Materials provided:
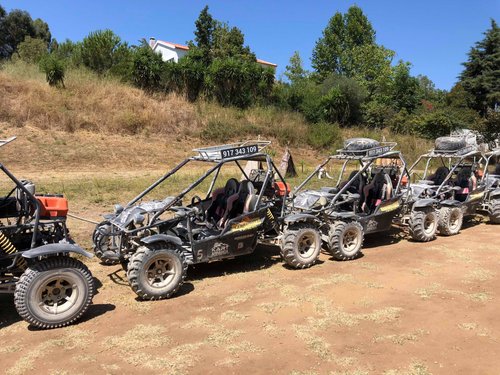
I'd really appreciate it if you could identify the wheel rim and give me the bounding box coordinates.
[298,233,317,259]
[449,210,460,231]
[424,214,436,234]
[342,228,360,254]
[145,257,177,288]
[36,276,80,315]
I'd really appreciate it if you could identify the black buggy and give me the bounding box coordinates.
[284,138,407,260]
[0,137,94,328]
[480,141,500,224]
[93,141,319,300]
[409,134,486,241]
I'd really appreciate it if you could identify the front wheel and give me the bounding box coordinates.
[92,221,120,266]
[281,224,321,268]
[409,209,438,242]
[127,245,188,300]
[14,256,94,328]
[490,199,500,224]
[328,221,364,260]
[438,207,464,236]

Exercise details: Rewrite the material from the line that has "I'd really appreciate it if you could identify the black" through the end of the material, with "buggy" replaced by "carriage" and everything else unchanged.

Exercise output:
I'd really appreciate it if you could identify the black carriage and give me the bounding box coordinates.
[284,138,407,260]
[0,137,94,328]
[480,141,500,224]
[93,141,319,300]
[409,134,486,241]
I'd really appreciate it if you could identify the front wheel and give me the bounding box coordinates.
[92,221,120,266]
[281,224,321,268]
[409,209,438,242]
[127,245,188,300]
[14,256,94,328]
[490,199,500,224]
[328,221,364,260]
[438,207,464,236]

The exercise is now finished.